▸ **练习 a**: 用两句话概括页面正文。

▸ **页面正文**:
══════════

基本要求:
1. 用户可注册登录网站,非注册用户不可登录查看数据
2. 用户注册、登录、查询等操作记入数据库中的日志
3. 爬虫数据查询结果列表支持分页和排序
4. 用Echarts或者D3实现3个以上的数据分析图表展示在网站中
扩展要求:
实现对爬虫数据中文分词的查询
实现查询结果按照主题词打分的排序
所需模块:angular.js express mysql
1.代码分析
一.数据库
(1)先在数据库crawl中创建两个表user和user_action
user用于存储注册用户的用户名、密码以及注册时间
user_action用于存储用户注册、登录、查询等操作
CREATE TABLE `crawl`.`user` (
`id` INT UNSIGNED NOT NULL AUTO_INCREMENT,
`username` VARCHAR(45) NOT NULL,
`password` VARCHAR(45) NOT NULL,
`registertime` datetime DEFAULT CURRENT_TIMESTAMP,
PRIMARY KEY (`id`),
UNIQUE KEY `username_UNIQUE` (`username`))
ENGINE=InnoDB DEFAULT CHARSET=utf8;
--记录用户的登陆,查询(具体查询语句)操作
CREATE TABLE `crawl`.`user_action` (
`id` INT UNSIGNED NOT NULL AUTO_INCREMENT,
`username` VARCHAR(45) NOT NULL,
`request_time` VARCHAR(45) NOT NULL,
`request_method` VARCHAR(20) NOT NULL,
`request_url` VARCHAR(300) NOT NULL,
`status` int(4),
`remote_addr` VARCHAR(100) NOT NULL,
PRIMARY KEY (`id`))
ENGINE=InnoDB DEFAULT CHARSET=utf8;
(2)创建连接数据库的配置文件mysqlConf.js
module.exports = {
mysql: {
host: 'localhost',
user: 'root',
password: 'root',
database:'crawl',
// 最大连接数,默认为10
connectionLimit: 10
}
};
二.登录操作的实现
需包含功能:提示用户不存在 输入用户名或密码错误
1.前端 index.html
登录页面
这段代码为登录页面建立了用户输入用户名与密码的位置以及登录提交的按键
<link rel="stylesheet" type="text/css" href="stylesheets/index.css">
引入自己喜欢的css样式,效果如下
angular代码
var app = angular.module('login', []);
app.controller('loginCtrl', function ($scope, $http, $timeout) {
// 登录时,检查用户输入的账户密码是否与数据库中的一致
$scope.check_pwd = function () {
var data = JSON.stringify({
username: $scope.username,
password: $scope.password
});
$http.post("/users/login", data)

══════════

▸ **练习 b**: 请原样返回下方列表中从含有“Find every occurrence of fence”的那一行到含有“56,400 -> 281,533”的那一行之间的所有行，首尾两行都包括在内。

══════════

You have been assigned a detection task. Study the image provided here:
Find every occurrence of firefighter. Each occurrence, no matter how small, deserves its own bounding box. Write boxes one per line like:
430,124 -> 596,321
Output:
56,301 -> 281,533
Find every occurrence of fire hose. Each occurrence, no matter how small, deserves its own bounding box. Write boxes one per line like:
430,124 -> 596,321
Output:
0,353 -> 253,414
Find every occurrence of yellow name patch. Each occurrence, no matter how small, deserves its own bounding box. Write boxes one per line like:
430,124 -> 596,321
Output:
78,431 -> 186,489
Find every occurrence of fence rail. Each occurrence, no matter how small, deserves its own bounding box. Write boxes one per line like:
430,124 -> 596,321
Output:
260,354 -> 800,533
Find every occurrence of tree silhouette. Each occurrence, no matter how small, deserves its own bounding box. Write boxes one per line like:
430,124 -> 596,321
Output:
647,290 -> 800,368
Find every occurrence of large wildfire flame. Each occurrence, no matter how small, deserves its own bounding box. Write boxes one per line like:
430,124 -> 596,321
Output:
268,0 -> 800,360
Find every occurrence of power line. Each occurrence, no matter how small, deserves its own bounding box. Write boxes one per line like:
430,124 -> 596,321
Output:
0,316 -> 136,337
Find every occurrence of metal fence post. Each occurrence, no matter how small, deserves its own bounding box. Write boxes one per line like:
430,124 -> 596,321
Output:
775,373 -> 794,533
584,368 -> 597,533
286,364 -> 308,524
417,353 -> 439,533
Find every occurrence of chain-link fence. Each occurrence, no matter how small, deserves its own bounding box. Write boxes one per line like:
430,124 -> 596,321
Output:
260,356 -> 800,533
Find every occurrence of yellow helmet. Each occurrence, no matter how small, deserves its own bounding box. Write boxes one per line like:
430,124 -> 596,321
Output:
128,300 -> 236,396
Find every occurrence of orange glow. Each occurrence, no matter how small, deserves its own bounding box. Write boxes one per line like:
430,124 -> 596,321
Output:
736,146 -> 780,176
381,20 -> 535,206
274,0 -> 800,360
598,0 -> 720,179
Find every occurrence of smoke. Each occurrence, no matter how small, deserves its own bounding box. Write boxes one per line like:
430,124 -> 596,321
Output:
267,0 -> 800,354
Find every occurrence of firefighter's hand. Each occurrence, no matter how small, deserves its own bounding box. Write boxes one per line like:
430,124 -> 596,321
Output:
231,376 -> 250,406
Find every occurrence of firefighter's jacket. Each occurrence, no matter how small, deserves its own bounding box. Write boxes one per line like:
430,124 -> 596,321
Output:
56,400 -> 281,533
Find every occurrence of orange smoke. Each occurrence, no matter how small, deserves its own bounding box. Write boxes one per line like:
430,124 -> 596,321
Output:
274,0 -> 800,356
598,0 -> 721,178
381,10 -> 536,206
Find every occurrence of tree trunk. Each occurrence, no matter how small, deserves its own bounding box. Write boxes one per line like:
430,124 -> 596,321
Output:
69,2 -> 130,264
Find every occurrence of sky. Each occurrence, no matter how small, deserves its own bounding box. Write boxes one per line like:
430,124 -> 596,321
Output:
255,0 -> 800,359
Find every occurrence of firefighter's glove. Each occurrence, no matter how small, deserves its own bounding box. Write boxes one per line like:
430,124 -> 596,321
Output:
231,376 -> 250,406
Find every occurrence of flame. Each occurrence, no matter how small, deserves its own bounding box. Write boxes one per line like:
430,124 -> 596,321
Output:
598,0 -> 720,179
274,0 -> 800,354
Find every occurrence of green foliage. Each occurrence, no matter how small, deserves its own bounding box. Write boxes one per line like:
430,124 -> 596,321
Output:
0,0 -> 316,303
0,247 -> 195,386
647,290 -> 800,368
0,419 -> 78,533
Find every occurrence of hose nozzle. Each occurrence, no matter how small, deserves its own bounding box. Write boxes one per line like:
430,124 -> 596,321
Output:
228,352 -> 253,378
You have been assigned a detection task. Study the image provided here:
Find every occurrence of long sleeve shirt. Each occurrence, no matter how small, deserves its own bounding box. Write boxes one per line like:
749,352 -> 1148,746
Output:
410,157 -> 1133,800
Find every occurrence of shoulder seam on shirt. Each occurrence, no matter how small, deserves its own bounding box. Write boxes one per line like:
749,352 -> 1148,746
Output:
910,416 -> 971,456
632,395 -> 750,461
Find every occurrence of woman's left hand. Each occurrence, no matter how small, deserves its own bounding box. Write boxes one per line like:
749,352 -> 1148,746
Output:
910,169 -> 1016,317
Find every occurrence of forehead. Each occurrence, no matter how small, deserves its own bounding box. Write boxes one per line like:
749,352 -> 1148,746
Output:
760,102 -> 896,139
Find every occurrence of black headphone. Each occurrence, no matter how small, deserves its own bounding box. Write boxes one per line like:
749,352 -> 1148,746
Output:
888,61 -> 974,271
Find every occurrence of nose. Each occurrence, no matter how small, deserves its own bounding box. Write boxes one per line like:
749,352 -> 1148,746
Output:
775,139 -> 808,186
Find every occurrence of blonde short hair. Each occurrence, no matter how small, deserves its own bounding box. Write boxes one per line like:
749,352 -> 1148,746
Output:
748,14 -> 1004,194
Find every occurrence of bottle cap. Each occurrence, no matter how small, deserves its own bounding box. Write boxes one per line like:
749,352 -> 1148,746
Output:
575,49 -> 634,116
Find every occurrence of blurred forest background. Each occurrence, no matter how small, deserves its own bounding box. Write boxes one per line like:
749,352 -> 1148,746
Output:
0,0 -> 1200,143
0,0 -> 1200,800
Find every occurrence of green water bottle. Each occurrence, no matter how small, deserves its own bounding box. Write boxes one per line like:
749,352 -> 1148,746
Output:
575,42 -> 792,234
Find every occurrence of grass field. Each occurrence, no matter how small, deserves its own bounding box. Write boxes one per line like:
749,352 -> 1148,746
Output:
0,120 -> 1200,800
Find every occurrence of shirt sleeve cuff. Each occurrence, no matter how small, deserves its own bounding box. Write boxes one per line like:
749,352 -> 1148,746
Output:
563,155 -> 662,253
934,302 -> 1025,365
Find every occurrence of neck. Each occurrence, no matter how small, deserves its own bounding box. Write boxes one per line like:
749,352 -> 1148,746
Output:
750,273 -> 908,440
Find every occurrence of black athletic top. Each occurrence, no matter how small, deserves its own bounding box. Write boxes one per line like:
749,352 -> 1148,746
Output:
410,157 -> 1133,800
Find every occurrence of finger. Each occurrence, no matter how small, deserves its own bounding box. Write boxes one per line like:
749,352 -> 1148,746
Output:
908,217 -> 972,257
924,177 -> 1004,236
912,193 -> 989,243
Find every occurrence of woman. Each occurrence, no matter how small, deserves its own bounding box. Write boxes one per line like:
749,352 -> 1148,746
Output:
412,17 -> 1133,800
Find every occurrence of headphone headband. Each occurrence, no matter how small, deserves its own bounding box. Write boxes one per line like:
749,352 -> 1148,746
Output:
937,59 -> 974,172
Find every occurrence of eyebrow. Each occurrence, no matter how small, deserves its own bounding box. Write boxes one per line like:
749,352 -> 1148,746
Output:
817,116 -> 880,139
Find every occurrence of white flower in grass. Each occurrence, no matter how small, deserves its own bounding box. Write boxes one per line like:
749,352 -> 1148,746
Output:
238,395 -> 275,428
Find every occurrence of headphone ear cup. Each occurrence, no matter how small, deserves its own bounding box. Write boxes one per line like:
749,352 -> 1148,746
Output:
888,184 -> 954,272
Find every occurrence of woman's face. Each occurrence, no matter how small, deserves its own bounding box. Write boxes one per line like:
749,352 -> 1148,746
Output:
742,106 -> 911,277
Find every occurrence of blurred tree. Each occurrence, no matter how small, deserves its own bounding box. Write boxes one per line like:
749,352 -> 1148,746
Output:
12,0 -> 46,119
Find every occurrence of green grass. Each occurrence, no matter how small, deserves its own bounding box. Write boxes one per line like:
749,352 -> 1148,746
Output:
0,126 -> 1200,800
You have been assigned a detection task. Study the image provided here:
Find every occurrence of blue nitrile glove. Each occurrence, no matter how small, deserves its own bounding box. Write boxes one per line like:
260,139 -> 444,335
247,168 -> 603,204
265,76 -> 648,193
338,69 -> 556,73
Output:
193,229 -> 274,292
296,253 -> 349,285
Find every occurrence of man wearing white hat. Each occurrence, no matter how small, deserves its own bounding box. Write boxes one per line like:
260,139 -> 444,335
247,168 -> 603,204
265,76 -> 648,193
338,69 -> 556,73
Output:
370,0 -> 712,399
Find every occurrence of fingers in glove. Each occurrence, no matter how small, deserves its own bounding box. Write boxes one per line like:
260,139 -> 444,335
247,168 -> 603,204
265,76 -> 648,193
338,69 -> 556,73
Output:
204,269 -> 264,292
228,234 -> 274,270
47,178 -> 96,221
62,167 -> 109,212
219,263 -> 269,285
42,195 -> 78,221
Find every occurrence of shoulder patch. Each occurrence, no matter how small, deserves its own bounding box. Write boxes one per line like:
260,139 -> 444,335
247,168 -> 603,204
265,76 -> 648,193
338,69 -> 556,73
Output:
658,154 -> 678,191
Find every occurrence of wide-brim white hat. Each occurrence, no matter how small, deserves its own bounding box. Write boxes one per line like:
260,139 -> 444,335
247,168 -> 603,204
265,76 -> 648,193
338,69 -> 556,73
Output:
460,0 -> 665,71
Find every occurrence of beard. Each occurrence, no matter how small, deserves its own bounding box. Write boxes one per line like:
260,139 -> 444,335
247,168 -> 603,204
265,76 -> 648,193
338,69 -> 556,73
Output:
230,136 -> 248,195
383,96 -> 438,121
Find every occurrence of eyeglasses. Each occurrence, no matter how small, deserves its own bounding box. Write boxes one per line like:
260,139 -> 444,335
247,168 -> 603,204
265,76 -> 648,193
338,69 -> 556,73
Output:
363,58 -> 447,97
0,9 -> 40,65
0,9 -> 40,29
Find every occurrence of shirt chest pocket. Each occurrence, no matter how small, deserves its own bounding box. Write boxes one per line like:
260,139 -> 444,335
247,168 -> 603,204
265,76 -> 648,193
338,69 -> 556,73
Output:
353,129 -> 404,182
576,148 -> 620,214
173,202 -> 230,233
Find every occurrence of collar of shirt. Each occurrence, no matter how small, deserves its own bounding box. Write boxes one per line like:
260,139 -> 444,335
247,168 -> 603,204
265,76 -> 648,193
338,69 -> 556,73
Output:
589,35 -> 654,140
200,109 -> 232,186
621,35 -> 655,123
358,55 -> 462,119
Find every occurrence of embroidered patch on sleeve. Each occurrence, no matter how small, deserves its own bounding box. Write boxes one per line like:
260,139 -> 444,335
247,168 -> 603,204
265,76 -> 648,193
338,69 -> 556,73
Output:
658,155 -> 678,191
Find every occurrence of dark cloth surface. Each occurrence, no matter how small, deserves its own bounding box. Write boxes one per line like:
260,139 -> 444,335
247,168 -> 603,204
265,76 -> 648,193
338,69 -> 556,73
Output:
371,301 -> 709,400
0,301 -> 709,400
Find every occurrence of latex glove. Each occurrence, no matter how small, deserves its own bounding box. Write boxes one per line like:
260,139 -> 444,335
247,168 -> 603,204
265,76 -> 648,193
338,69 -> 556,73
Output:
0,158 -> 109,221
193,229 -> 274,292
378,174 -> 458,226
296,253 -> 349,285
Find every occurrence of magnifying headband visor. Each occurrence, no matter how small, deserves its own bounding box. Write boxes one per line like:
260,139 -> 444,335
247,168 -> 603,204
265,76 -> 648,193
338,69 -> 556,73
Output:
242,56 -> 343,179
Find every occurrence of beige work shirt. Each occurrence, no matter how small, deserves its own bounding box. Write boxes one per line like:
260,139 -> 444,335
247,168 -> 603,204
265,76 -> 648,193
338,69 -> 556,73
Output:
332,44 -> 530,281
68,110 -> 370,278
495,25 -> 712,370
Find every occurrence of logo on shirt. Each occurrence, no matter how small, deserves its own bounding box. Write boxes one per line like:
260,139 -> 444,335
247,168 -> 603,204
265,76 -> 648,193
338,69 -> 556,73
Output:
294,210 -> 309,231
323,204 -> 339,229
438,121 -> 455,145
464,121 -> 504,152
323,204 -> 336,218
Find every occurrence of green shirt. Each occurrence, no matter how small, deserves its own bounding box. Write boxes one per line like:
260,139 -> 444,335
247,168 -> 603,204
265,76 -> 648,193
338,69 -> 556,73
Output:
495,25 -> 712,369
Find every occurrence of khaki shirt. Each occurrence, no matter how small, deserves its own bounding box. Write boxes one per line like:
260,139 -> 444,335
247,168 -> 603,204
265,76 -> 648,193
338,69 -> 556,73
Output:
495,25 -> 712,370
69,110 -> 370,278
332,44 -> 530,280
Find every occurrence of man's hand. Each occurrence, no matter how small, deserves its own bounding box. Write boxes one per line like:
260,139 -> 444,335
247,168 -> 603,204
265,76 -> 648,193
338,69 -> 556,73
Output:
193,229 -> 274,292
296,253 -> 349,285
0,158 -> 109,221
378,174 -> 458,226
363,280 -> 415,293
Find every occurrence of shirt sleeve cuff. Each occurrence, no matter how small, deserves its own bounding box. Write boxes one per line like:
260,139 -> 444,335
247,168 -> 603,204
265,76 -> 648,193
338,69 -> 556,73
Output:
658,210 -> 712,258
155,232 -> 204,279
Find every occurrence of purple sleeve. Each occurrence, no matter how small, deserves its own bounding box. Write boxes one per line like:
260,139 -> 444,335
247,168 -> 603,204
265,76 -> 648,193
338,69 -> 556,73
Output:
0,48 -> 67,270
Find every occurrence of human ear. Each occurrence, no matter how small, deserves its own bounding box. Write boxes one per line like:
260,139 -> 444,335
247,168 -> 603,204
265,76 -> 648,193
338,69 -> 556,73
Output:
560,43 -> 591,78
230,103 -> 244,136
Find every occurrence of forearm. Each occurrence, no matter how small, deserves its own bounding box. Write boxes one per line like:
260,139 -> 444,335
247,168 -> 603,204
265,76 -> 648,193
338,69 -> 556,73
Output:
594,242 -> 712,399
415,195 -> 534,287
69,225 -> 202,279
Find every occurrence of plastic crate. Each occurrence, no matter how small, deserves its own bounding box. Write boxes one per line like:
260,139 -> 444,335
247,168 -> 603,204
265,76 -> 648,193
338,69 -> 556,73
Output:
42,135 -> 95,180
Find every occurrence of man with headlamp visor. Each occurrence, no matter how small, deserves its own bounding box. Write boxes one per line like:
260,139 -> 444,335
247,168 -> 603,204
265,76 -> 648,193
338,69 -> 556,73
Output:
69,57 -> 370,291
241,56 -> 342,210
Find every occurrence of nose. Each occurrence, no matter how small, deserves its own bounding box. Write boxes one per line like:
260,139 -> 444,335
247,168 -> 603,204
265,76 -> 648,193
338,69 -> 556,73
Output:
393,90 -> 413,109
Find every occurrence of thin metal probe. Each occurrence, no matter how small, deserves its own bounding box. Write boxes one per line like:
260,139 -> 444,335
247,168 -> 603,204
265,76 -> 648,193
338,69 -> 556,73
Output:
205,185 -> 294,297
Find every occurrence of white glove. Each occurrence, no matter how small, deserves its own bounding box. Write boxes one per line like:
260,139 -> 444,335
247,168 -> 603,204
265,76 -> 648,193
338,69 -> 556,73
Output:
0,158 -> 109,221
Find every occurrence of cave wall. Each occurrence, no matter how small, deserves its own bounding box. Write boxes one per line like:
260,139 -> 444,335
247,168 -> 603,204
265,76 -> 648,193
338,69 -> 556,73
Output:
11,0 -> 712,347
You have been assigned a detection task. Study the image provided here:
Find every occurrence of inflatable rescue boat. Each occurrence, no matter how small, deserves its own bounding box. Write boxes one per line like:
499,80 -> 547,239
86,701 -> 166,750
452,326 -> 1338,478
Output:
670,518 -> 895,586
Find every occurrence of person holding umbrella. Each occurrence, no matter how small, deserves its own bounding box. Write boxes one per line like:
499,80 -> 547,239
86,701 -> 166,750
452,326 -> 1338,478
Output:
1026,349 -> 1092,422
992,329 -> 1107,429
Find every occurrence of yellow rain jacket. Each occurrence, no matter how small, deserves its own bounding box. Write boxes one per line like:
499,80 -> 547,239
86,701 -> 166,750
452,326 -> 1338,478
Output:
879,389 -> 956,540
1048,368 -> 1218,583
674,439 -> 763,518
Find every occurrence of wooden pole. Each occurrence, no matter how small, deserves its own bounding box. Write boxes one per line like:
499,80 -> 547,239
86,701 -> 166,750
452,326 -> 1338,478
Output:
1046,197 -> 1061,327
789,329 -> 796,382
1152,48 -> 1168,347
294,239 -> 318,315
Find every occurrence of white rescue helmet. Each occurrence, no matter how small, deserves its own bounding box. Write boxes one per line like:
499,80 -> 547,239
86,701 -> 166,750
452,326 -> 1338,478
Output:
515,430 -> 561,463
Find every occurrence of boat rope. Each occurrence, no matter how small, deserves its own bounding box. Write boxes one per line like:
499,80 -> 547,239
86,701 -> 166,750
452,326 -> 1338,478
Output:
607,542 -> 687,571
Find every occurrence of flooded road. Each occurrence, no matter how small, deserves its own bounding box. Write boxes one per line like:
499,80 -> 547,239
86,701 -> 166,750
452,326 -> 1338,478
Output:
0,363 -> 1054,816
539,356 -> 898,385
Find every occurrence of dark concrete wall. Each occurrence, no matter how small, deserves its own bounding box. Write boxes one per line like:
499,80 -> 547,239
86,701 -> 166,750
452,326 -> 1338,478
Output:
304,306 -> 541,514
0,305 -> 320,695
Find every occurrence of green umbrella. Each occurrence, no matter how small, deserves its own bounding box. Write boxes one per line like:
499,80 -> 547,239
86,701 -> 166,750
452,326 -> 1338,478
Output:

══════════

▸ **最终结果 a**: 页面正文列出了网站的基本要求和扩展要求，包括用户注册登录、把注册登录查询等操作记入数据库日志、爬虫数据查询结果分页排序、用Echarts或D3实现3个以上的数据分析图表，所需模块为angular.js、express和mysql。代码分析部分先在数据库crawl中创建user和user_action两个表，并编写连接数据库的配置文件mysqlConf.js，然后给出登录页面index.html，以及检查用户输入的账户密码是否与数据库一致的angular代码。

▸ **最终结果 b**:
Find every occurrence of fence rail. Each occurrence, no matter how small, deserves its own bounding box. Write boxes one per line like:
430,124 -> 596,321
Output:
260,354 -> 800,533
Find every occurrence of tree silhouette. Each occurrence, no matter how small, deserves its own bounding box. Write boxes one per line like:
430,124 -> 596,321
Output:
647,290 -> 800,368
Find every occurrence of large wildfire flame. Each occurrence, no matter how small, deserves its own bounding box. Write boxes one per line like:
430,124 -> 596,321
Output:
268,0 -> 800,360
Find every occurrence of power line. Each occurrence, no matter how small, deserves its own bounding box. Write boxes one per line like:
430,124 -> 596,321
Output:
0,316 -> 136,337
Find every occurrence of metal fence post. Each occurrence, no matter how small, deserves its own bounding box. Write boxes one per line like:
430,124 -> 596,321
Output:
775,373 -> 794,533
584,368 -> 597,533
286,364 -> 308,524
417,353 -> 439,533
Find every occurrence of chain-link fence. Each occurrence, no matter how small, deserves its own bounding box. Write boxes one per line like:
430,124 -> 596,321
Output:
260,356 -> 800,533
Find every occurrence of yellow helmet. Each occurrence, no matter how small, deserves its own bounding box. Write boxes one per line like:
430,124 -> 596,321
Output:
128,300 -> 236,396
Find every occurrence of orange glow. Each occurrence, no matter how small, deserves its own bounding box. Write boxes one per line like:
430,124 -> 596,321
Output:
736,146 -> 780,176
381,20 -> 535,206
274,0 -> 800,360
598,0 -> 720,179
Find every occurrence of smoke. Each occurrence, no matter how small, deserves its own bounding box. Write boxes one per line like:
430,124 -> 596,321
Output:
267,0 -> 800,354
Find every occurrence of firefighter's hand. Each occurrence, no matter how small, deserves its own bounding box. Write boxes one per line like:
430,124 -> 596,321
Output:
231,376 -> 250,406
Find every occurrence of firefighter's jacket. Each occurrence, no matter how small, deserves its own bounding box. Write boxes one per line like:
430,124 -> 596,321
Output:
56,400 -> 281,533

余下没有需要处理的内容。